What you will do:
This exercise calls for duplicating every entry below exactly, without the images.

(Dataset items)
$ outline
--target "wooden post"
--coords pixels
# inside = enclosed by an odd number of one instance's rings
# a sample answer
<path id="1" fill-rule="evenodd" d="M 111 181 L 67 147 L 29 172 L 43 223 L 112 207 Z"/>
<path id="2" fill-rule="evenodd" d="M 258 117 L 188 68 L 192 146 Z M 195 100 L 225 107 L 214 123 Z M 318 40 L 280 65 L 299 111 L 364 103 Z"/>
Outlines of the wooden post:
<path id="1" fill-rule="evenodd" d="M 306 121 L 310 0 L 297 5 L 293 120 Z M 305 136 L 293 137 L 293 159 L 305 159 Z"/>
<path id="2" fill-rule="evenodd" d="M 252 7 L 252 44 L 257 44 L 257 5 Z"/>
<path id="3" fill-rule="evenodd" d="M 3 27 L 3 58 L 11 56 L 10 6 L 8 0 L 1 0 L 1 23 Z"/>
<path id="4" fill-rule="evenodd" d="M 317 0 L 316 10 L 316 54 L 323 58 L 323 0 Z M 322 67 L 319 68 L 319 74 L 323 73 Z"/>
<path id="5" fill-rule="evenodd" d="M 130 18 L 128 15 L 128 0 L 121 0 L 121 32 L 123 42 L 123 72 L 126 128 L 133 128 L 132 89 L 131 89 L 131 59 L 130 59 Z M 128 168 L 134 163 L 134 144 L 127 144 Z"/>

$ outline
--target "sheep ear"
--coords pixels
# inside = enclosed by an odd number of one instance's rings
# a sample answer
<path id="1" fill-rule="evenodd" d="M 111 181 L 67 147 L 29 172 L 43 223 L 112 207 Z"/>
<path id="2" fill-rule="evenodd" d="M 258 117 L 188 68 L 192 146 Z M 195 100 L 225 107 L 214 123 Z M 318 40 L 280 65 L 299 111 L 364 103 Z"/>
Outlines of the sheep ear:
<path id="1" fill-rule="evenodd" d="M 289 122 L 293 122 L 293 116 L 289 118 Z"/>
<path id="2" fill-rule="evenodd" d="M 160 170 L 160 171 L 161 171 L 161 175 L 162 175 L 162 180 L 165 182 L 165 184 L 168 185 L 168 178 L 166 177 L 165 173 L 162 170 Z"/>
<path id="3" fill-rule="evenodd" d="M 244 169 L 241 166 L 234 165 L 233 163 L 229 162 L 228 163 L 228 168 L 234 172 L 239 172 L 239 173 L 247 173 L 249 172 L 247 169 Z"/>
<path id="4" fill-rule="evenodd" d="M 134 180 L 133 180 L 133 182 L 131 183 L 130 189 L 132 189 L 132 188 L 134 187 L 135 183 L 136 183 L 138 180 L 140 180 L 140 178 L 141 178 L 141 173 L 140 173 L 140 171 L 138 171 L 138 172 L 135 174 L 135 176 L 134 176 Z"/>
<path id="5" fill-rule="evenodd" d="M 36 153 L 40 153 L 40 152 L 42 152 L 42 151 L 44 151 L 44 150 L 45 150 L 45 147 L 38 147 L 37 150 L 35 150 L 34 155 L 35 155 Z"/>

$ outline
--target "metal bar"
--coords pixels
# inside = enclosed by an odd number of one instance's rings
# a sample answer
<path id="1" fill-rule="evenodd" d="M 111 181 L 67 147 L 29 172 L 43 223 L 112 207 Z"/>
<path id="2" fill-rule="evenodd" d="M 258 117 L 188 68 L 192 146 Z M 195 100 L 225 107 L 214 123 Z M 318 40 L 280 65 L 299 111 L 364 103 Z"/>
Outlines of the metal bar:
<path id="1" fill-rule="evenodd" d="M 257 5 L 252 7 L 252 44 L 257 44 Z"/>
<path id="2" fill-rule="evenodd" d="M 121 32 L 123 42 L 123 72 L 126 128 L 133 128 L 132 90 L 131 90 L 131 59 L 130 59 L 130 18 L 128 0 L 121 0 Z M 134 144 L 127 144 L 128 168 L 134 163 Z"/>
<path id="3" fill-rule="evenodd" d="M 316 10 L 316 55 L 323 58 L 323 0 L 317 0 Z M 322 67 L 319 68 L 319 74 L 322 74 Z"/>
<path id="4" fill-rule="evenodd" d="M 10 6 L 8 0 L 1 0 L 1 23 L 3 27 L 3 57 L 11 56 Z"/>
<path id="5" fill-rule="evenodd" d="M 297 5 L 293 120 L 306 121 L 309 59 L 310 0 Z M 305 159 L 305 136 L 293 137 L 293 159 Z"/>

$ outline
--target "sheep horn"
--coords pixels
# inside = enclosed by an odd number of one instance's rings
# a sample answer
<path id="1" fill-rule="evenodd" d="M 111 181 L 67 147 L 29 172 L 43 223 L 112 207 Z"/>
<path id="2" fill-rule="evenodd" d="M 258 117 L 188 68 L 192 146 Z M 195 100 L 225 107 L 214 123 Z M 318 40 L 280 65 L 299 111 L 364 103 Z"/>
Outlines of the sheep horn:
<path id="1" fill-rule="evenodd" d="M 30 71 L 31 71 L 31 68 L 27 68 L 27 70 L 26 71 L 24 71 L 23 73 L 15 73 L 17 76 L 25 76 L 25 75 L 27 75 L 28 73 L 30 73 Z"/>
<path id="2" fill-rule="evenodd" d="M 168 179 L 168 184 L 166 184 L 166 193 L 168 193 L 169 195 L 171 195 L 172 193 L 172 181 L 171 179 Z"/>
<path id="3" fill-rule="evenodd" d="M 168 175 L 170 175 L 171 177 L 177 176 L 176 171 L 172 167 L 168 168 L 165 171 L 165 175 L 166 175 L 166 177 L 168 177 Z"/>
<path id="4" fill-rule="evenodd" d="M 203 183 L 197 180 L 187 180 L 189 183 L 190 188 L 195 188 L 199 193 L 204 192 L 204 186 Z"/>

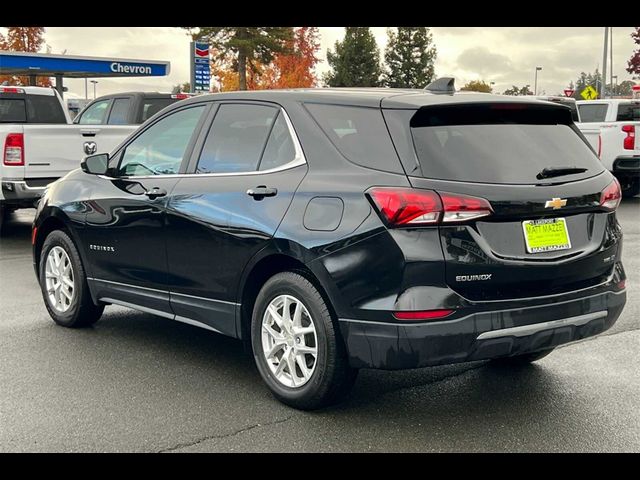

Answer box:
$ outline
--target "wooden post"
--coords pixels
# inside = enclosed by an odd number of one instance's rings
# a sample answer
<path id="1" fill-rule="evenodd" d="M 111 181 L 67 147 L 29 172 L 43 223 L 112 207 Z"/>
<path id="2" fill-rule="evenodd" d="M 258 117 L 188 68 L 192 146 Z M 195 100 L 225 107 L 214 123 Z M 318 40 L 280 65 L 299 111 L 364 103 Z"/>
Outlines of the wooden post:
<path id="1" fill-rule="evenodd" d="M 306 121 L 310 0 L 297 5 L 293 120 Z M 305 136 L 293 137 L 293 159 L 305 159 Z"/>
<path id="2" fill-rule="evenodd" d="M 252 7 L 252 44 L 257 44 L 257 5 Z"/>
<path id="3" fill-rule="evenodd" d="M 3 27 L 3 58 L 11 56 L 10 6 L 8 0 L 1 0 L 1 23 Z"/>
<path id="4" fill-rule="evenodd" d="M 317 0 L 316 10 L 316 54 L 323 58 L 323 0 Z M 322 67 L 319 68 L 319 74 L 323 73 Z"/>
<path id="5" fill-rule="evenodd" d="M 130 18 L 128 15 L 128 0 L 121 0 L 121 32 L 123 42 L 123 72 L 126 128 L 133 128 L 132 89 L 131 89 L 131 59 L 130 59 Z M 128 168 L 134 163 L 134 144 L 127 144 Z"/>

$ outline
--target "sheep ear"
--coords pixels
# inside = enclosed by an odd number of one instance's rings
# a sample answer
<path id="1" fill-rule="evenodd" d="M 111 181 L 67 147 L 29 172 L 43 223 L 112 207 Z"/>
<path id="2" fill-rule="evenodd" d="M 258 117 L 188 68 L 192 146 Z M 195 100 L 225 107 L 214 123 Z M 318 40 L 280 65 L 299 111 L 364 103 Z"/>
Outlines of the sheep ear:
<path id="1" fill-rule="evenodd" d="M 289 122 L 293 122 L 293 116 L 289 118 Z"/>
<path id="2" fill-rule="evenodd" d="M 160 170 L 160 171 L 161 171 L 161 175 L 162 175 L 162 180 L 165 182 L 165 184 L 168 185 L 168 178 L 166 177 L 165 173 L 162 170 Z"/>
<path id="3" fill-rule="evenodd" d="M 244 169 L 241 166 L 234 165 L 233 163 L 229 162 L 228 163 L 228 168 L 234 172 L 239 172 L 239 173 L 247 173 L 249 172 L 247 169 Z"/>
<path id="4" fill-rule="evenodd" d="M 134 180 L 133 180 L 133 182 L 131 183 L 130 189 L 132 189 L 132 188 L 134 187 L 135 183 L 136 183 L 138 180 L 140 180 L 140 178 L 141 178 L 141 173 L 140 173 L 140 171 L 138 171 L 138 172 L 135 174 L 135 176 L 134 176 Z"/>
<path id="5" fill-rule="evenodd" d="M 36 153 L 40 153 L 40 152 L 42 152 L 42 151 L 44 151 L 44 150 L 45 150 L 45 147 L 38 147 L 37 150 L 35 150 L 34 155 L 35 155 Z"/>

$ outline
--target "metal bar"
--coords pixels
# inside = enclosed by an odd number of one instance's rings
# a sample answer
<path id="1" fill-rule="evenodd" d="M 111 181 L 67 147 L 29 172 L 43 223 L 112 207 Z"/>
<path id="2" fill-rule="evenodd" d="M 258 117 L 188 68 L 192 146 Z M 195 100 L 225 107 L 214 123 Z M 318 40 L 280 65 L 299 111 L 364 103 Z"/>
Outlines of the metal bar:
<path id="1" fill-rule="evenodd" d="M 257 5 L 252 7 L 252 44 L 257 44 Z"/>
<path id="2" fill-rule="evenodd" d="M 121 32 L 123 42 L 123 72 L 126 128 L 133 128 L 132 90 L 131 90 L 131 59 L 130 59 L 130 18 L 128 0 L 121 0 Z M 134 144 L 127 144 L 128 168 L 134 163 Z"/>
<path id="3" fill-rule="evenodd" d="M 316 10 L 316 55 L 323 58 L 323 0 L 317 0 Z M 322 67 L 319 68 L 319 74 L 322 74 Z"/>
<path id="4" fill-rule="evenodd" d="M 10 6 L 8 0 L 1 0 L 1 23 L 3 27 L 3 57 L 11 56 Z"/>
<path id="5" fill-rule="evenodd" d="M 297 5 L 293 120 L 306 121 L 309 59 L 310 0 Z M 305 159 L 305 136 L 293 137 L 293 159 Z"/>

$ outline
--target "sheep horn"
--coords pixels
# inside = enclosed by an odd number of one instance's rings
# a sample answer
<path id="1" fill-rule="evenodd" d="M 111 181 L 67 147 L 29 172 L 43 223 L 112 207 Z"/>
<path id="2" fill-rule="evenodd" d="M 258 117 L 188 68 L 192 146 Z M 195 100 L 225 107 L 214 123 Z M 318 40 L 280 65 L 299 111 L 364 103 Z"/>
Outlines of the sheep horn:
<path id="1" fill-rule="evenodd" d="M 30 71 L 31 71 L 31 68 L 27 68 L 27 70 L 26 71 L 24 71 L 23 73 L 15 73 L 17 76 L 25 76 L 25 75 L 27 75 L 28 73 L 30 73 Z"/>
<path id="2" fill-rule="evenodd" d="M 168 179 L 168 184 L 166 184 L 166 193 L 168 193 L 169 195 L 171 195 L 172 193 L 172 181 L 171 179 Z"/>
<path id="3" fill-rule="evenodd" d="M 168 175 L 170 175 L 171 177 L 177 176 L 176 171 L 172 167 L 168 168 L 165 171 L 165 175 L 166 175 L 166 177 L 168 177 Z"/>
<path id="4" fill-rule="evenodd" d="M 203 183 L 197 180 L 187 180 L 189 183 L 190 188 L 195 188 L 199 193 L 204 192 L 204 186 Z"/>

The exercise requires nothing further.